▶ What to produce:
Answer these questions from the harness comparison below:
1. How many runs did each tool get per task?
2. On which task did claude -p score 1/3?
3. What kind of plan did the Kimi Code CLI run on?

C3 — The harness duel: Kimi Code CLI vs claude -p
This is the one that matters strategically. We pitted Moonshot's Kimi Code CLI — its agent harness — against claude -p (the Claude Agent SDK running Sonnet 4.6), graded, three runs each.
| Task | Kimi Code CLI | claude -p (Sonnet) |
|---|---|---|
| reasoning (17×23) | 3/3 · 4.0s | 3/3 · 2.0s · $0.087 |
| conditional probability | 3/3 · 5.1s | 1/3 · 1.9s · $0.152 |
| code (palindrome) | 3/3 · 5.4s | 3/3 · 2.9s · $0.149 |
Repetition changed the story. Kimi Code CLI went 9/9; claude -p went 7/9— it missed the conditional-probability trap two times out of three (the classic P(both | at least one red) error). On a single pass we'd have called it a tie; three runs showed Kimi's agent was more reliable on that reasoning trap here.
The trade-offs are real and run both ways: claude -p was about twice as fast in wall-clock time (Kimi reasons more visibly before answering). But on cost the gap is structural, not incremental — which is the whole point.
The cost basis is the real story
In that duel, claude -p cost $0.087–$0.152 per task, metered, billed per token. The Kimi Code CLI ran on a flat-rate plan — its marginal cost per task is effectively zero, because the plan is quota-windowed, not per-token. Over volume, that is the token tax in one table.

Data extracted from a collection
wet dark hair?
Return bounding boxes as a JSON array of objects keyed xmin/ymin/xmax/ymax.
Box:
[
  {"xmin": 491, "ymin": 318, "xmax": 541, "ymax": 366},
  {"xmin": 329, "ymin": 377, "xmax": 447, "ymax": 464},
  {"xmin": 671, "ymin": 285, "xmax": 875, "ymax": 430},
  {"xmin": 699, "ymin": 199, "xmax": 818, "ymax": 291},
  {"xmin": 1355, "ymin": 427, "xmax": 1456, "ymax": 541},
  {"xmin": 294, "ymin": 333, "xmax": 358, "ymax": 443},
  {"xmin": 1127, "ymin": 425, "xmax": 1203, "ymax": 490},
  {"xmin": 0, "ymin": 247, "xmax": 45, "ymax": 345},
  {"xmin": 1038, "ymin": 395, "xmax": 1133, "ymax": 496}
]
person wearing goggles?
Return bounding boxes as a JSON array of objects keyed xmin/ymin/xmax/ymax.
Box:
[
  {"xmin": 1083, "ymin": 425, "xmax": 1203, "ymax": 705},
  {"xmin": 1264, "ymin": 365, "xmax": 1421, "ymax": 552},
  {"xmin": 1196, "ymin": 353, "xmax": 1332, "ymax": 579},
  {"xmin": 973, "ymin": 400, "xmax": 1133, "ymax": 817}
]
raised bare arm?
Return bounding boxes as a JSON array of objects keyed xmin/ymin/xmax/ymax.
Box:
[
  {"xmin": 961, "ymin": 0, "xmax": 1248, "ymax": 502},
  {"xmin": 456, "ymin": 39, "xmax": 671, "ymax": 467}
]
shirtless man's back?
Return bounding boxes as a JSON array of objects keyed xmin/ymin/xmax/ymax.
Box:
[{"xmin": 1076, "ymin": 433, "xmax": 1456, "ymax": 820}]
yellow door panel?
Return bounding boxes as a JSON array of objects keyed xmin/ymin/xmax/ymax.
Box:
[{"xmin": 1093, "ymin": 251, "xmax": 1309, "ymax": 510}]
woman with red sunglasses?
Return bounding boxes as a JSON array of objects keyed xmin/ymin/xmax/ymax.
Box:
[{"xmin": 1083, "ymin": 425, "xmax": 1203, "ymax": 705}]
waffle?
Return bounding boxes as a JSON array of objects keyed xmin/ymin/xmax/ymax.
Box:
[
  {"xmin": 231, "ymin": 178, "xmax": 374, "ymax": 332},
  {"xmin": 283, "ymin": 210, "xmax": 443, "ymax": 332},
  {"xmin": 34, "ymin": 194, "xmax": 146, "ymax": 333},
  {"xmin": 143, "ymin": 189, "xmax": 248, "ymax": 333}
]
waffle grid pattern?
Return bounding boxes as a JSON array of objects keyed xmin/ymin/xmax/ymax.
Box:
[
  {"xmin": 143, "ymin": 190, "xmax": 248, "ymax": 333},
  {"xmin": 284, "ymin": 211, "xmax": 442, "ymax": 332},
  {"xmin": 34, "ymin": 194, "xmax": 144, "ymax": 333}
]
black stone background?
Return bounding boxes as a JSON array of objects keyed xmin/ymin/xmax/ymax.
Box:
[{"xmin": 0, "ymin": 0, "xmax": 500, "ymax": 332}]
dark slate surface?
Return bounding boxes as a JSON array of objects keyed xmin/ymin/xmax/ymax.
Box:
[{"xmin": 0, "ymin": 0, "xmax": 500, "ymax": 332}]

▶ Answer space:
1. Three
2. Conditional probability
3. A flat-rate plan (quota-windowed, not per-token)